Studio album by Dalriada
- Released: 12 February 2011
- Genre: Folk metal
- Length: 51:45
- Language: Hungarian
- Label: AFM

Dalriada chronology
| Arany-album (2009) | Ígéret (2011) | Napisten Hava (2012) |

= Ígéret =

Ígéret is the seventh studio album of the Hungarian folk metal band Dalriada. This is their first album that includes a song not only in Hungarian, since "Leszek A Hold" has Finnish verses, sung by Jonne Järvelä of Korpiklaani. The album title means "promise" in Hungarian.

==Style==
Ígéret combines metal elements like male and female growling with clean song and Hungarian folk, featuring a power metal ballad, "Mennyei Harang" as well as contrapuntal solos. Strong vocal melodies have been observed throughout the album. Apart from influences of power metal, the album shows hints of thrash metal.

==Reception==

The album received favourable reviews from various webzines. Onemetal.com and the Austrian Stormbringer webzine lauded the successful combination of metal and folk and the songwriting on Ígéret. The latter remarked the diversity of the various tracks and singer Laura Binder's skill in clean vocals and growls. The German edition of Metal Hammer awarded five out of seven points to the album in a 2011 rating. The Metal Forces magazine was equally positive about Binder's clean vocals and noted that Dalriada did not use as much growling as other bands of the genre.

Ígéret was also a commercial success and peaked at position 6 in the Hungarian Mahasz official charts.

Professional ratings
Review scores
| Source | Rating |
| Metal Forces | 6.5/10 |
| Metal Hammer (Germany) | 5/7 |
| Onemetal.com | Star Half star |
| Stormbringer | Star |

==Track listing==

The song "Igazi Tűz [True Fire]" is a tribute to former band member Péter Hende who died unexpectedly in 2001.
┄┄┄┄┄┄┄┄┄┄┄┄┄┄┄┄┄┄┄┄
Write out the stretch of the Ígéret album article from "The album received" through "Mahasz official charts." word for word. The entries that come next have nothing to do with this.

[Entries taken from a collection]
┄┄┄┄┄┄┄┄┄┄┄┄┄┄┄┄┄┄┄┄
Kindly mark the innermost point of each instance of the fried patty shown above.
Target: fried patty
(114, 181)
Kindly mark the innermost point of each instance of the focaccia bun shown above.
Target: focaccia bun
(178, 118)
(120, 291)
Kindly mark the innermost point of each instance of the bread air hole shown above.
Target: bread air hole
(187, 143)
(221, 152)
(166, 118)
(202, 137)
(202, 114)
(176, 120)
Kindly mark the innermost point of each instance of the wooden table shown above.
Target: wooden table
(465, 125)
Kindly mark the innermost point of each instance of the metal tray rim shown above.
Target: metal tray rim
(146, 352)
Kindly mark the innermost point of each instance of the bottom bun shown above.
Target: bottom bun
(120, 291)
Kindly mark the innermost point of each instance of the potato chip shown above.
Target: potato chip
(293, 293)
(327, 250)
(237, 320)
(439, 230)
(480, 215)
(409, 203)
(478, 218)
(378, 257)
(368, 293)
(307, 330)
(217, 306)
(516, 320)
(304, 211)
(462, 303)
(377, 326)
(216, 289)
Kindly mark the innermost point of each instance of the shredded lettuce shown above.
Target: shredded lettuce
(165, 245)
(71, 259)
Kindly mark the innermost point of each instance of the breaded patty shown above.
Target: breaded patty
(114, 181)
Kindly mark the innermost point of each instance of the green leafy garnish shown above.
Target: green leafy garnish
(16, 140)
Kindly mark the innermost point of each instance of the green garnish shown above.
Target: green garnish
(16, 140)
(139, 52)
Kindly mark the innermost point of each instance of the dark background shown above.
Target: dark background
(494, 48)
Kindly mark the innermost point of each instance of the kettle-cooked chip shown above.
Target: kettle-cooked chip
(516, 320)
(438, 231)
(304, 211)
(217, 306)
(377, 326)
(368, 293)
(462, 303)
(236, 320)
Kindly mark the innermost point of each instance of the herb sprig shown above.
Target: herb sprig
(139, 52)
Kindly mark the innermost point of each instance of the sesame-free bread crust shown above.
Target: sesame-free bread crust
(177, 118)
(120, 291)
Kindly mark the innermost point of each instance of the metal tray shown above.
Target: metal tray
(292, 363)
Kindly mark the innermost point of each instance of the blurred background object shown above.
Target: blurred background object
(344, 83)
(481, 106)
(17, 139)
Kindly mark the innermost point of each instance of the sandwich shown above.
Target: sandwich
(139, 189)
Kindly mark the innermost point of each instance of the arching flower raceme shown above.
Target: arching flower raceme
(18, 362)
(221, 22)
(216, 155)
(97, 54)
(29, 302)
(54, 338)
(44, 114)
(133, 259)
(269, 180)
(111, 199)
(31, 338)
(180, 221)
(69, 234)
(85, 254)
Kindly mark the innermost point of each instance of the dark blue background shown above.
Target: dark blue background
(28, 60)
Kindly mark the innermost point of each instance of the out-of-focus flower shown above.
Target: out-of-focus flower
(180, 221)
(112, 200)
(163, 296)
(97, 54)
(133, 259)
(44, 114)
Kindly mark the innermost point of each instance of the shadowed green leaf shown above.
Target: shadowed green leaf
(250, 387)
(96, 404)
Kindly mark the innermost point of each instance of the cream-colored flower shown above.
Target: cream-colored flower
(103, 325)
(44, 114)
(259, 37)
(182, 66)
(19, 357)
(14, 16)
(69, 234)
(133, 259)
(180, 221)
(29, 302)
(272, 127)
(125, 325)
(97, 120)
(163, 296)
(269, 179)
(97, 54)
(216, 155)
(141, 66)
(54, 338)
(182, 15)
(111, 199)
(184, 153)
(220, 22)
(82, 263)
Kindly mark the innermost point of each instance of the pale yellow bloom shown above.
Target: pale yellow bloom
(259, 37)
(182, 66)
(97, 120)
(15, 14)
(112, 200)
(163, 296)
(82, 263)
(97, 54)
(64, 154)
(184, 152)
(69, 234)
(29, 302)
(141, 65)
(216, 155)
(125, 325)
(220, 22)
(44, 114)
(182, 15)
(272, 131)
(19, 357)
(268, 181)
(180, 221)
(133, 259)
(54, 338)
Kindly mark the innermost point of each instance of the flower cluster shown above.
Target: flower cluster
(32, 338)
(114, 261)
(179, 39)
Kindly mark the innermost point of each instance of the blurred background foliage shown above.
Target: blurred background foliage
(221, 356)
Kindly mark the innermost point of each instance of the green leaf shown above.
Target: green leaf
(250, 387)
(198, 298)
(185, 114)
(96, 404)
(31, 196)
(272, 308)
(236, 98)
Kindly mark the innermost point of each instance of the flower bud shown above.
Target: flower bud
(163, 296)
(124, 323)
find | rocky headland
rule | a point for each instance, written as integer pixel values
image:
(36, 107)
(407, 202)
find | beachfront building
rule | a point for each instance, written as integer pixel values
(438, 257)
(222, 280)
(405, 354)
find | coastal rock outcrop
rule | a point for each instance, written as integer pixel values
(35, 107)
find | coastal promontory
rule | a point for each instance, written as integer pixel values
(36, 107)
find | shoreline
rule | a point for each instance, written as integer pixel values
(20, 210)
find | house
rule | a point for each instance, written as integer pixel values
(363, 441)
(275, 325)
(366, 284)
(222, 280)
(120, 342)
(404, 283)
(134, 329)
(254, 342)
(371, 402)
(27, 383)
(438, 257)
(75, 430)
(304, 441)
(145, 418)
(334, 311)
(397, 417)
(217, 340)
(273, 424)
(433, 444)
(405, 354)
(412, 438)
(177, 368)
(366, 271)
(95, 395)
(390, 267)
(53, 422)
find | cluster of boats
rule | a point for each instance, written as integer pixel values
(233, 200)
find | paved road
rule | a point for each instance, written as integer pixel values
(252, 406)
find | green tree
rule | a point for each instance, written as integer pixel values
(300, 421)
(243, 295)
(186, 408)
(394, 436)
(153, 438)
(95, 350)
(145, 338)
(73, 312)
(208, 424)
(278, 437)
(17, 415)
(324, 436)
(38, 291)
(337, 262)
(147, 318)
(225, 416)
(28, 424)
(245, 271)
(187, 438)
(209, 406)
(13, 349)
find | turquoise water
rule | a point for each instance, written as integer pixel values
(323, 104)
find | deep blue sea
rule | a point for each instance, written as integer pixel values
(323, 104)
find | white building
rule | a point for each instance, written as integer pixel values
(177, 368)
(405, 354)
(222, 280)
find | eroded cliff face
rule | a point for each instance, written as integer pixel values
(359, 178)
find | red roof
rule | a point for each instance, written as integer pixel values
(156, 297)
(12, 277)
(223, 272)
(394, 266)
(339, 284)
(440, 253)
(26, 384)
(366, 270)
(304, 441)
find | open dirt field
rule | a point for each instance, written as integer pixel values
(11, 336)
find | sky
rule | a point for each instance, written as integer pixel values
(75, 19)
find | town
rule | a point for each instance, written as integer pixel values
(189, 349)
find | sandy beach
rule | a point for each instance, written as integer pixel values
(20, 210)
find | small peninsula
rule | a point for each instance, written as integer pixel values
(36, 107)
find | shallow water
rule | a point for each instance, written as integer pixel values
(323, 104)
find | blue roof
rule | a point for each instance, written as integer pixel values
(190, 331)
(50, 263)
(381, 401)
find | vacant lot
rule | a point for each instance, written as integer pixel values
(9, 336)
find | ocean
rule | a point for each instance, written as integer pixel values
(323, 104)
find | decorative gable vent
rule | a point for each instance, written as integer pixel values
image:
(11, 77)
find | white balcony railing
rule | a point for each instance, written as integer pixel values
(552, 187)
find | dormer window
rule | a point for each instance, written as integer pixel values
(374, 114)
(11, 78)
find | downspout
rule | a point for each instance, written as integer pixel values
┄┄┄┄┄┄┄┄┄┄┄┄┄┄┄┄┄┄┄┄
Result of the exercise ▸
The album received favourable reviews from various webzines. Onemetal.com and the Austrian Stormbringer webzine lauded the successful combination of metal and folk and the songwriting on Ígéret. The latter remarked the diversity of the various tracks and singer Laura Binder's skill in clean vocals and growls. The German edition of Metal Hammer awarded five out of seven points to the album in a 2011 rating. The Metal Forces magazine was equally positive about Binder's clean vocals and noted that Dalriada did not use as much growling as other bands of the genre.

Ígéret was also a commercial success and peaked at position 6 in the Hungarian Mahasz official charts.